Source data:
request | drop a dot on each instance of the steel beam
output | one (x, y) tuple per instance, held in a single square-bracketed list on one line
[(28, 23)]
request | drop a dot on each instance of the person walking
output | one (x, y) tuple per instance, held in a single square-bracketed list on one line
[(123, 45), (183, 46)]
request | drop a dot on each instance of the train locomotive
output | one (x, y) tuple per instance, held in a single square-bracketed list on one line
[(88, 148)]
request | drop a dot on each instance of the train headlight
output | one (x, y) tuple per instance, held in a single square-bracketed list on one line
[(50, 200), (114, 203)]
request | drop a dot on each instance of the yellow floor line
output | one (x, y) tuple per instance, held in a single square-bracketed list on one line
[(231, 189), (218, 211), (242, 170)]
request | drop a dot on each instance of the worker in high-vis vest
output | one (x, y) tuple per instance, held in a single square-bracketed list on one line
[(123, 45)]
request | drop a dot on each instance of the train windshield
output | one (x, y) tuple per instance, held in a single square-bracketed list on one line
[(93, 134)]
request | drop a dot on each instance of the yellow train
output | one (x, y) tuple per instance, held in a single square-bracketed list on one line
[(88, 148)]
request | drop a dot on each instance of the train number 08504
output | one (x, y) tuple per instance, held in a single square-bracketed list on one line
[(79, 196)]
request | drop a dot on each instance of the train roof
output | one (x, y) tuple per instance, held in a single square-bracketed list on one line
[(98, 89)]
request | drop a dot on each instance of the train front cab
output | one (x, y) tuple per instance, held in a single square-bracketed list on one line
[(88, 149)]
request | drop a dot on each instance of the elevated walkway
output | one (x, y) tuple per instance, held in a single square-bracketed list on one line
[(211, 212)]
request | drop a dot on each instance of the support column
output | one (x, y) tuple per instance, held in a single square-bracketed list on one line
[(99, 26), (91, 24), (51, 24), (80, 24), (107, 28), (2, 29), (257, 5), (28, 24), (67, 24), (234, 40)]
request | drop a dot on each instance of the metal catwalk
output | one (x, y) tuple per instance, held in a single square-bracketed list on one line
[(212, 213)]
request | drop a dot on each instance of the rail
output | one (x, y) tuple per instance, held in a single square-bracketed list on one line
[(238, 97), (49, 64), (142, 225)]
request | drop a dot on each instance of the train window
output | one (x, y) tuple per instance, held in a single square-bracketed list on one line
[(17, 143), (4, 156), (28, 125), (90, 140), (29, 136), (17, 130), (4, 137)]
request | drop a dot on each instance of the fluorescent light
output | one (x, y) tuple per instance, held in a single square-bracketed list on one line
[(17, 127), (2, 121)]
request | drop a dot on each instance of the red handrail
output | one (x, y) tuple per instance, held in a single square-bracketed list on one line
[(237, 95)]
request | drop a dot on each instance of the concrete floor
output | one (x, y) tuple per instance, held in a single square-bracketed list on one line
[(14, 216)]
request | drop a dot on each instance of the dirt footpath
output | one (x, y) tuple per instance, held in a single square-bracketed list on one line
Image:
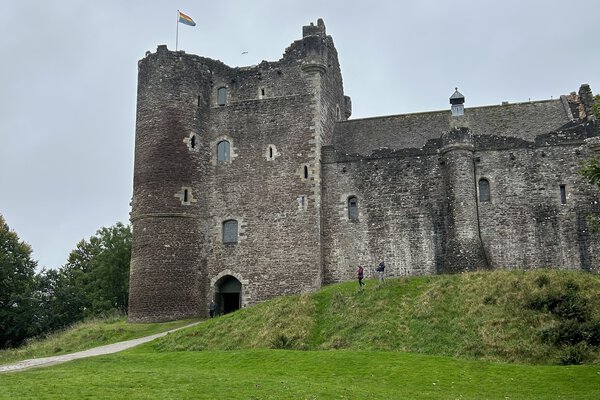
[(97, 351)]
* * *
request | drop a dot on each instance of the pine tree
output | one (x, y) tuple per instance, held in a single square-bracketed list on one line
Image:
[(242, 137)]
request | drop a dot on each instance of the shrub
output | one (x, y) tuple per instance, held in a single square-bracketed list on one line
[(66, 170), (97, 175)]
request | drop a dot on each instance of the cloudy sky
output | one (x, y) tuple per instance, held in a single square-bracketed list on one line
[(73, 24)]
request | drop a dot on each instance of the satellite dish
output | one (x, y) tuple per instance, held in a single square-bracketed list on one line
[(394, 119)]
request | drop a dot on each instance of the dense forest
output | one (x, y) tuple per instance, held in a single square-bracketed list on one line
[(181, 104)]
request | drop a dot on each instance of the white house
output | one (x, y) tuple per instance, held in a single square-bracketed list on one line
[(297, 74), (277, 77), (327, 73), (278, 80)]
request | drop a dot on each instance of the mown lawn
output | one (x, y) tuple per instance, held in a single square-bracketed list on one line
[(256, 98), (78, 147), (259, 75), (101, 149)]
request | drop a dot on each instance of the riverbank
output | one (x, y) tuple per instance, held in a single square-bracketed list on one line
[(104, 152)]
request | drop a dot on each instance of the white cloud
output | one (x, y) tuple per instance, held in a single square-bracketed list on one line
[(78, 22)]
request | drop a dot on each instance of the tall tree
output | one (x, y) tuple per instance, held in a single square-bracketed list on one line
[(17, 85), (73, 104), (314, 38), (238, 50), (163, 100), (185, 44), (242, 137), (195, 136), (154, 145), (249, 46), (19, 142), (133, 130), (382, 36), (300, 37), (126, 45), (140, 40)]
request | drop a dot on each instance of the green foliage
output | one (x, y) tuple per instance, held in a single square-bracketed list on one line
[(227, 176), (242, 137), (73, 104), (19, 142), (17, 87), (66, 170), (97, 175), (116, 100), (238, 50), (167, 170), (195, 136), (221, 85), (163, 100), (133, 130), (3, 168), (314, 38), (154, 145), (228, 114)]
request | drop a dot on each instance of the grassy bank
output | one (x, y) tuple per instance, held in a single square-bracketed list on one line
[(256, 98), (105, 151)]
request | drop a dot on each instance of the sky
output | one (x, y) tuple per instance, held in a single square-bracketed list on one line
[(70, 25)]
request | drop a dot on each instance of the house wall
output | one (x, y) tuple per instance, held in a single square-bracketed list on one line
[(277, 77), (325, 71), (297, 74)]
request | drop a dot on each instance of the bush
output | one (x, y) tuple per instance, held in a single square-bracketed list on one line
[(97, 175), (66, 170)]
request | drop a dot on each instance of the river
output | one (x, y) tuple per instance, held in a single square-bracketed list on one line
* * *
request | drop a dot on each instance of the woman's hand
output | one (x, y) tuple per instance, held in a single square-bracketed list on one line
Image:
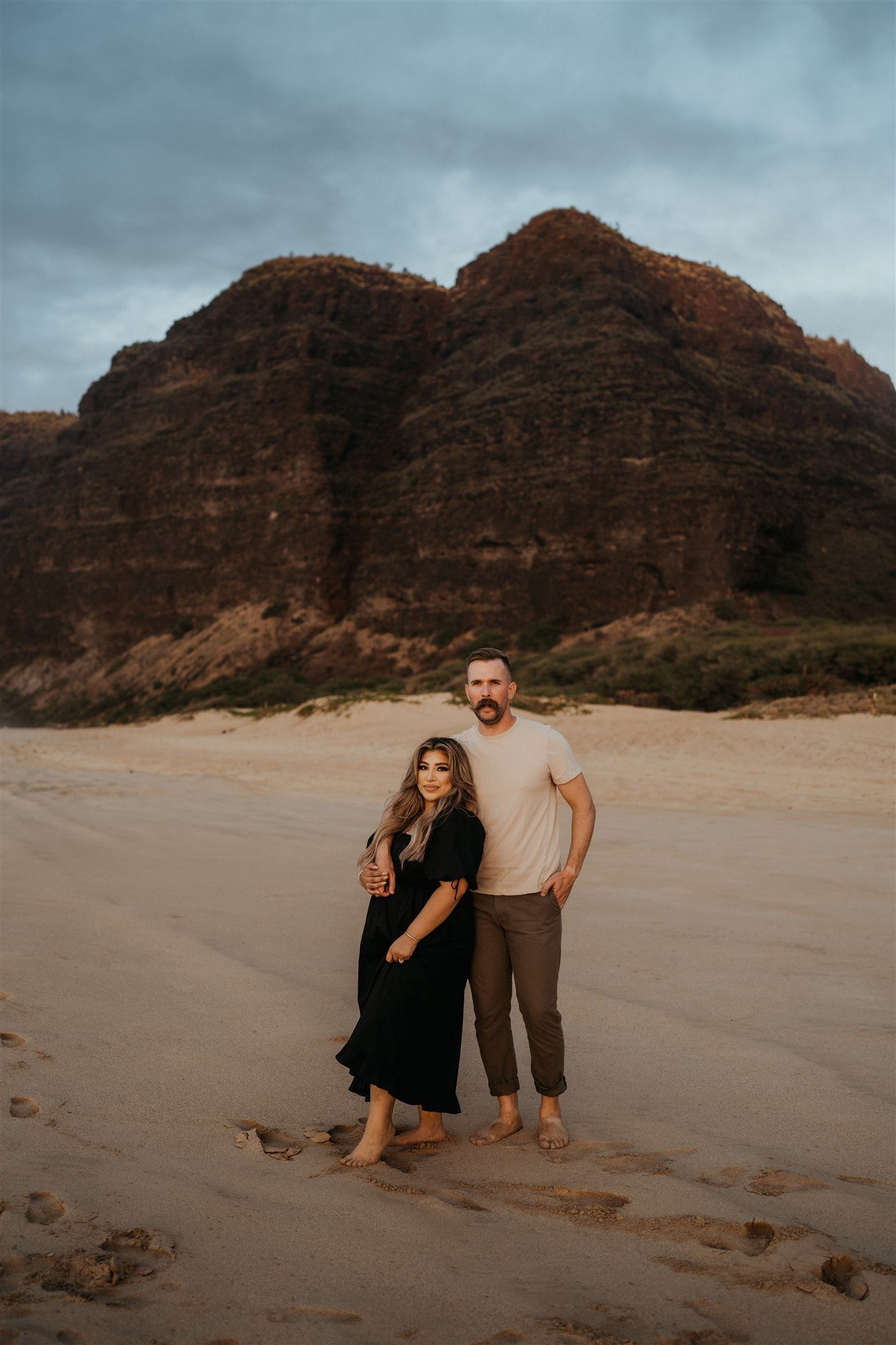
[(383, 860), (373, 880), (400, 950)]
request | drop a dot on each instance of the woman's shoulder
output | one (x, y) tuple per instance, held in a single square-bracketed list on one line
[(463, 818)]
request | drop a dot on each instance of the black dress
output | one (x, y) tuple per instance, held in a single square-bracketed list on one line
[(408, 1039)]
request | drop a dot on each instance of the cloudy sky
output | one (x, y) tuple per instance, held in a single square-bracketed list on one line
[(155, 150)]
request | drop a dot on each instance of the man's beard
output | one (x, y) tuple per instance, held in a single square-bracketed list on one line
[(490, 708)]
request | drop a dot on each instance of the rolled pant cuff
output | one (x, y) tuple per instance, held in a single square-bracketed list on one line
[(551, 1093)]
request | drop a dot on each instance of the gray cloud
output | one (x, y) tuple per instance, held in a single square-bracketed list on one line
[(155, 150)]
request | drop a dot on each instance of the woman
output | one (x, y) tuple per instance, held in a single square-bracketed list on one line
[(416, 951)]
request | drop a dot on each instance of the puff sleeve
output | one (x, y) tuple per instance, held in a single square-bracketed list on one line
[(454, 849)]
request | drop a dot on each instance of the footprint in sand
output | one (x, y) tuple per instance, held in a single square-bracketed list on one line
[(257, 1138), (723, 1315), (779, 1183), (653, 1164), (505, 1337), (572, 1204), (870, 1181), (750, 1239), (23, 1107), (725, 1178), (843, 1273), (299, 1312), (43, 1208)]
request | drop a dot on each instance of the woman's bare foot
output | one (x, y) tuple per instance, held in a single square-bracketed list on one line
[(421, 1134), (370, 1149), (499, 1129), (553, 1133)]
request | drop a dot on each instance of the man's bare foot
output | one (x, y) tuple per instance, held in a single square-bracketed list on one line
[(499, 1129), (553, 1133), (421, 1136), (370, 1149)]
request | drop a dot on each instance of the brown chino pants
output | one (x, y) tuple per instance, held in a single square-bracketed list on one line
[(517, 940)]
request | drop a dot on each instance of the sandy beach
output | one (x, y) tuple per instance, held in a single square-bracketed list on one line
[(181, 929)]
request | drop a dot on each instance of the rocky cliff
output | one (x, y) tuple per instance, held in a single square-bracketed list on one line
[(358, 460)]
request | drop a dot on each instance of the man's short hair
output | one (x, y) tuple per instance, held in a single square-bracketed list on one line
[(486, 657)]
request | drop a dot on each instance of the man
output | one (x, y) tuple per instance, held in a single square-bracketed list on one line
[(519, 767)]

Task brief:
Copy the lines above exactly, beginning at the line that has "request | drop a dot on each instance of the metal" and stopping after the line that has "request | drop a dot on each instance of the rail", and omit the rest.

Task answer:
request | drop a dot on each instance of the metal catwalk
output | one (x, y) tuple per instance, held in a single square-bracketed list on one line
[(212, 213)]
request | drop a dot on each instance of the rail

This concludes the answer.